## Work to be completed
Look for the word "shirt" in the entries and copy every line where it shows up.
━━━━━ Excerpted data ━━━━━
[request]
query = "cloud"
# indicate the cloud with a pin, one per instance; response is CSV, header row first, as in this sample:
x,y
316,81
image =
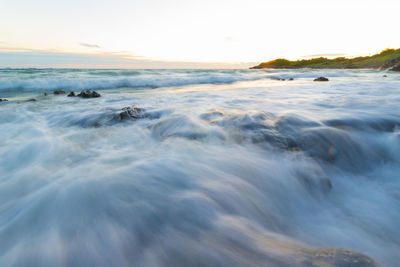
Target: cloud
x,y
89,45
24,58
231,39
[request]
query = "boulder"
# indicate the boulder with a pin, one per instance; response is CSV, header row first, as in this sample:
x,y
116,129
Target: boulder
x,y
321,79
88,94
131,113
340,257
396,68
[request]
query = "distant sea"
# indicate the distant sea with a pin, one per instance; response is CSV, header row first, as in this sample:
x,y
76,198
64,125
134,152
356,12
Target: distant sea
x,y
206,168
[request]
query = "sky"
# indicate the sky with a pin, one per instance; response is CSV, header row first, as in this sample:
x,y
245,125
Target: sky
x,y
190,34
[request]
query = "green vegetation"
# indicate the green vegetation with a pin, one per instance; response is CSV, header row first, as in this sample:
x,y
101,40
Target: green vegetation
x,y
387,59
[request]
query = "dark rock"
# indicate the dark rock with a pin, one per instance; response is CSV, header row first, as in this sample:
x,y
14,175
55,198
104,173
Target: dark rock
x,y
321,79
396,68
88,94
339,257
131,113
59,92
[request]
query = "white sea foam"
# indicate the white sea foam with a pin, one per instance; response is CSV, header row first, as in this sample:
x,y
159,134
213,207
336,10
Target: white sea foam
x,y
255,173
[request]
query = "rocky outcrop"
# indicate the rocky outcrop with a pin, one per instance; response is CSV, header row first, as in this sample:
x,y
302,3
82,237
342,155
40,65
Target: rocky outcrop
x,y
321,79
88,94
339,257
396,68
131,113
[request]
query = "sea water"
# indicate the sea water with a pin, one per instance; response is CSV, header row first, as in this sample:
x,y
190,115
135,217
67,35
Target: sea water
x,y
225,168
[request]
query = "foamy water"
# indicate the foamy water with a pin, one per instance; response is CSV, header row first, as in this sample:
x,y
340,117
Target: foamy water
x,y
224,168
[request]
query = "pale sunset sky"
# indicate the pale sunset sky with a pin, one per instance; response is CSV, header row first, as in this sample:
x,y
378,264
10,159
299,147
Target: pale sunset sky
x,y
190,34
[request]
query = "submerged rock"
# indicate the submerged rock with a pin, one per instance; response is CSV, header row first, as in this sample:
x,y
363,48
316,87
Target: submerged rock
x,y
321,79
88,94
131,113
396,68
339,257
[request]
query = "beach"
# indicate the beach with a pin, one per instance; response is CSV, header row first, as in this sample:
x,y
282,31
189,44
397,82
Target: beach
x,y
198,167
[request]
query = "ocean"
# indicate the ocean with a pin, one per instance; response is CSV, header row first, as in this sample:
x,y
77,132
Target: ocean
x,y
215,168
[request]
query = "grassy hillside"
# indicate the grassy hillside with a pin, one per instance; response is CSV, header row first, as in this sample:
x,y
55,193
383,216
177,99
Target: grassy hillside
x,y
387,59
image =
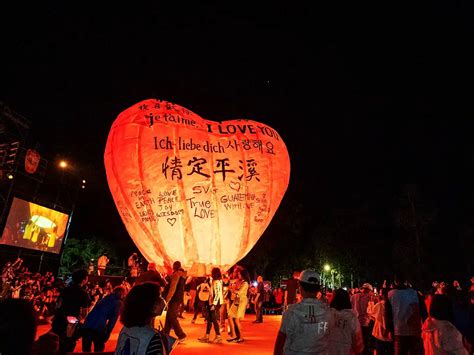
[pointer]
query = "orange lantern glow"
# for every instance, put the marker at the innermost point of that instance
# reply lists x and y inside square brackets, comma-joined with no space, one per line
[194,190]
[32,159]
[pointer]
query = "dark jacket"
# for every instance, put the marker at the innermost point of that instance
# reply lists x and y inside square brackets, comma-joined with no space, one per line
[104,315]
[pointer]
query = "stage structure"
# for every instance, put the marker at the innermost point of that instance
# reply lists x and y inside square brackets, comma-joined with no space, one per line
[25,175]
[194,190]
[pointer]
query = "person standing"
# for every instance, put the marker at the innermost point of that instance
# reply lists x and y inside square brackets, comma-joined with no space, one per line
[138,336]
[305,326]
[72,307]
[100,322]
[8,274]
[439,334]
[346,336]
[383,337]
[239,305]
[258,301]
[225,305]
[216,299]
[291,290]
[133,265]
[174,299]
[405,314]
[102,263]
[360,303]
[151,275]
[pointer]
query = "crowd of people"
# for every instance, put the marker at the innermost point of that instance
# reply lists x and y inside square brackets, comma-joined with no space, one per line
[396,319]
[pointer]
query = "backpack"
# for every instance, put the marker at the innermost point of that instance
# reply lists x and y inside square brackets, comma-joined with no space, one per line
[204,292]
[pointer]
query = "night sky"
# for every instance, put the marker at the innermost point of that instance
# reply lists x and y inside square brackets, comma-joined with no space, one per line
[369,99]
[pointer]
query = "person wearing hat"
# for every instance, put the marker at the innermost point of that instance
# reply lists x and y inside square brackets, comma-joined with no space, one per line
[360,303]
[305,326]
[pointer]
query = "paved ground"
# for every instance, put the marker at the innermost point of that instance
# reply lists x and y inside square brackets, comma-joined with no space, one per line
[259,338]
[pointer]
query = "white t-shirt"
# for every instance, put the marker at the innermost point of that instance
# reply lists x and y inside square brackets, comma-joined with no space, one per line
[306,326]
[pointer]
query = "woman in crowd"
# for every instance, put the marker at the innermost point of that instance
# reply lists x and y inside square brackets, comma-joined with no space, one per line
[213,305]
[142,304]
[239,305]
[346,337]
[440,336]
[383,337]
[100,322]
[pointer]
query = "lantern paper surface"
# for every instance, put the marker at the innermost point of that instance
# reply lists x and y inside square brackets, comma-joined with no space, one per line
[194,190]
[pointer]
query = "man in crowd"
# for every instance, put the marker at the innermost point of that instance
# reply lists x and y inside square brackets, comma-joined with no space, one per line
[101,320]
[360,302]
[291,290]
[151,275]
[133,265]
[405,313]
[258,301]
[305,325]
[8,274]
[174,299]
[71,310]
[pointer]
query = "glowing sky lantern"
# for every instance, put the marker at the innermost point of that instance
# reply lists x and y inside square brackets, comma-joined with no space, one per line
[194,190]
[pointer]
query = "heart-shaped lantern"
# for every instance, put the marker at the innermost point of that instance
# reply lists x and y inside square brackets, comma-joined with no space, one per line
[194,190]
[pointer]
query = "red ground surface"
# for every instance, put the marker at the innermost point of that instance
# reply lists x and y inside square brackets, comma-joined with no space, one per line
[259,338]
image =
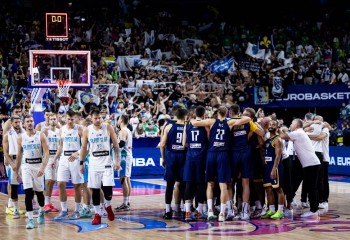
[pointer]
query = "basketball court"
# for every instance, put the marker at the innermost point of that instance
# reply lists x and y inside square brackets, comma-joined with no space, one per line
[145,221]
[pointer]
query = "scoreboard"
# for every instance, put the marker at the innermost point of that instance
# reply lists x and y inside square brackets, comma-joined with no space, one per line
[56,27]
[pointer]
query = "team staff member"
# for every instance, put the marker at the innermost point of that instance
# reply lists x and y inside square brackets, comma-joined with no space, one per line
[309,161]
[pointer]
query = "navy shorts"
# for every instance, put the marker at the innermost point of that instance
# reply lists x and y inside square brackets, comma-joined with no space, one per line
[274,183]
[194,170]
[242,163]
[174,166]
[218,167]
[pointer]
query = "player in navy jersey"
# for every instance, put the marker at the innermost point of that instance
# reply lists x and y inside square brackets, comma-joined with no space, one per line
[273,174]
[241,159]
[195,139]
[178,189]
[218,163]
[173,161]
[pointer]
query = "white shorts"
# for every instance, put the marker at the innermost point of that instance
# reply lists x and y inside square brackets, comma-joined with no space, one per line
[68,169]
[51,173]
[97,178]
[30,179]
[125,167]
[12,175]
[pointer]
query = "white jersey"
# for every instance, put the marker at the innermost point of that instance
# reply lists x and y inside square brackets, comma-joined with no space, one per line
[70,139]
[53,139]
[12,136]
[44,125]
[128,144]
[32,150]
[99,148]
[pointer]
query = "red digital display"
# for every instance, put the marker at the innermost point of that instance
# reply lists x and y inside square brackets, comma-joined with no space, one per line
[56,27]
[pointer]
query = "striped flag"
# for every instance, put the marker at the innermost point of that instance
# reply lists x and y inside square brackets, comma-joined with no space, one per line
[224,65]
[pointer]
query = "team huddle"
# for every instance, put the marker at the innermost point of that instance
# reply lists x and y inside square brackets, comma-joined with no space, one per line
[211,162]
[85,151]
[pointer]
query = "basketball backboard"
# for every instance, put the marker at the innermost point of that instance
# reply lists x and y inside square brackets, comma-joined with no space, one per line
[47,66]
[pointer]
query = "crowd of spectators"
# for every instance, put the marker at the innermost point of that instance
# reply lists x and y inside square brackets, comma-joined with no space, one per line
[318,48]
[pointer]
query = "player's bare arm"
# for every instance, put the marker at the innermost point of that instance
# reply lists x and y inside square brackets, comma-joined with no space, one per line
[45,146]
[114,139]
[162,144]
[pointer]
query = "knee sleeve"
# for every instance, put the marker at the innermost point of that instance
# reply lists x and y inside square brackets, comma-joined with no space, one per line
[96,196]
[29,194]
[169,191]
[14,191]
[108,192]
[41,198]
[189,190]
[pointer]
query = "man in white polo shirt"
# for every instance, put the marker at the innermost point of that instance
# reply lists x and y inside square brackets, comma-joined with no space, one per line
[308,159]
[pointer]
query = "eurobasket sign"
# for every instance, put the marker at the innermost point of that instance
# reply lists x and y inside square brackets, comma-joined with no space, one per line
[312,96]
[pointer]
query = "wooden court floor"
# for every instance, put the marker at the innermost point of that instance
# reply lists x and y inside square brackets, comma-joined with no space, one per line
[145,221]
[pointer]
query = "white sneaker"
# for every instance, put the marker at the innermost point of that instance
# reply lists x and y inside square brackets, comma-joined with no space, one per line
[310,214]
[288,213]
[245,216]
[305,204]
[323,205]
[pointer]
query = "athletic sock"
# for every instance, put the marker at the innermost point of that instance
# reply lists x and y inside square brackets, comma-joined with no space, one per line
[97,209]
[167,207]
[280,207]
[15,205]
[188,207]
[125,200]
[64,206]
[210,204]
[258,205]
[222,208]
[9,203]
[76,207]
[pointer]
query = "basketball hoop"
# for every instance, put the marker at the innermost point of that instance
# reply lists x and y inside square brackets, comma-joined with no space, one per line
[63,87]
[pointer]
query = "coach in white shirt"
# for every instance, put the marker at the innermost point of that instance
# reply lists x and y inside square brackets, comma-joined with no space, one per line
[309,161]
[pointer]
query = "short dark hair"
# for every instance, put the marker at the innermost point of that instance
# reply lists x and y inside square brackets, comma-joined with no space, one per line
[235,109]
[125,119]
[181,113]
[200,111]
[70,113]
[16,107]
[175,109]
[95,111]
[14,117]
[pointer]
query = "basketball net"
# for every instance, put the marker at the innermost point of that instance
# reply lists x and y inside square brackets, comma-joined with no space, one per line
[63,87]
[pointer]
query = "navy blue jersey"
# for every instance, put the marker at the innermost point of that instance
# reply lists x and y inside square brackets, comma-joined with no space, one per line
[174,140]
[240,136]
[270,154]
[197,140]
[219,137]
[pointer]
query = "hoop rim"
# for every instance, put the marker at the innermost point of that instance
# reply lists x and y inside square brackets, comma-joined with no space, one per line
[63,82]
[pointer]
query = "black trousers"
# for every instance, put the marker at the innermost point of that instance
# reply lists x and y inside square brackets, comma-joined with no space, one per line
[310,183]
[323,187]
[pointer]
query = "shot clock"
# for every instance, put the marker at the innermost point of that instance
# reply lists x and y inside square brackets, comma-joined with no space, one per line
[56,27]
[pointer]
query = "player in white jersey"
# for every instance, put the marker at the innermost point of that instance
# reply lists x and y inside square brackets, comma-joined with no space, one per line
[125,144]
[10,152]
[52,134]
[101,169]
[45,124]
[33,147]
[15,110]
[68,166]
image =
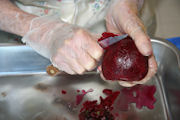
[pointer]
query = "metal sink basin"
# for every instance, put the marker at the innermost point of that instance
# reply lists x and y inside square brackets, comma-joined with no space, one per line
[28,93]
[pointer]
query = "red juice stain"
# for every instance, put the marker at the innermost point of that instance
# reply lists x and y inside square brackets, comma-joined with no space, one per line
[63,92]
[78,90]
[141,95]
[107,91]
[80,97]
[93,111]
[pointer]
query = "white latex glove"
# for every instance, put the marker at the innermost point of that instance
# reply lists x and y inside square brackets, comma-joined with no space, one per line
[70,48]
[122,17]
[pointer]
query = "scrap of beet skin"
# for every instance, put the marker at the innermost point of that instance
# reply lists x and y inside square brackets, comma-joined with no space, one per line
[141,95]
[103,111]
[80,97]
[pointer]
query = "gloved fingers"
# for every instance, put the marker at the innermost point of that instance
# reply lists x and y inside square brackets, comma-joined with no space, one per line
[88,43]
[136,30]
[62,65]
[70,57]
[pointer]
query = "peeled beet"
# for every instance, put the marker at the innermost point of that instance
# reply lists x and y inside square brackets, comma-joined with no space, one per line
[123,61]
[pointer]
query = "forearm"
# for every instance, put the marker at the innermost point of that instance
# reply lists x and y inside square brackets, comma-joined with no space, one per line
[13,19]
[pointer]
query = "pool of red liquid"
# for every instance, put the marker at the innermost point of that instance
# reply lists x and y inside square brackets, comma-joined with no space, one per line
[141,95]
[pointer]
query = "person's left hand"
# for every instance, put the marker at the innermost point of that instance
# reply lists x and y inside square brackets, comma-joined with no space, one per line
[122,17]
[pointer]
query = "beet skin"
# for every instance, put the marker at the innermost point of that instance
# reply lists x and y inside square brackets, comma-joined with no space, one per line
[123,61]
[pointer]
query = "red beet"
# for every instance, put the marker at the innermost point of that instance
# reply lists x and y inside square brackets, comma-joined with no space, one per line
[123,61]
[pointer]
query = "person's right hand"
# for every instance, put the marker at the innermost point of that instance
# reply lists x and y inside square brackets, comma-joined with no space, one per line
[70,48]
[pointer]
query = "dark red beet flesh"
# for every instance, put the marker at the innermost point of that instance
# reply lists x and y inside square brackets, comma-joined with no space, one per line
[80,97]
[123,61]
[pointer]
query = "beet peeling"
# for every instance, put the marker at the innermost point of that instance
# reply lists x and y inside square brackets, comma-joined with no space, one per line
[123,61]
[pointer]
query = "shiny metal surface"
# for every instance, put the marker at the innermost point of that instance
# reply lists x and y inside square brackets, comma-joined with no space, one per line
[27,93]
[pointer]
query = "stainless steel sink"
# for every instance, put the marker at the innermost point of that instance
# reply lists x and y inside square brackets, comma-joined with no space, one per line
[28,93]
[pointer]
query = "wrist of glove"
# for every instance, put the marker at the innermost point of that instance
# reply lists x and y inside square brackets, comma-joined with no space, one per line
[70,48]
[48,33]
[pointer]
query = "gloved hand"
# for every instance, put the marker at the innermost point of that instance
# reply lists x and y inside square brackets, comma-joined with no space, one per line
━━━━━
## Response to this exercise
query = "white t-shirt"
query = "man in white polo shirt"
query = "coach in white shirt"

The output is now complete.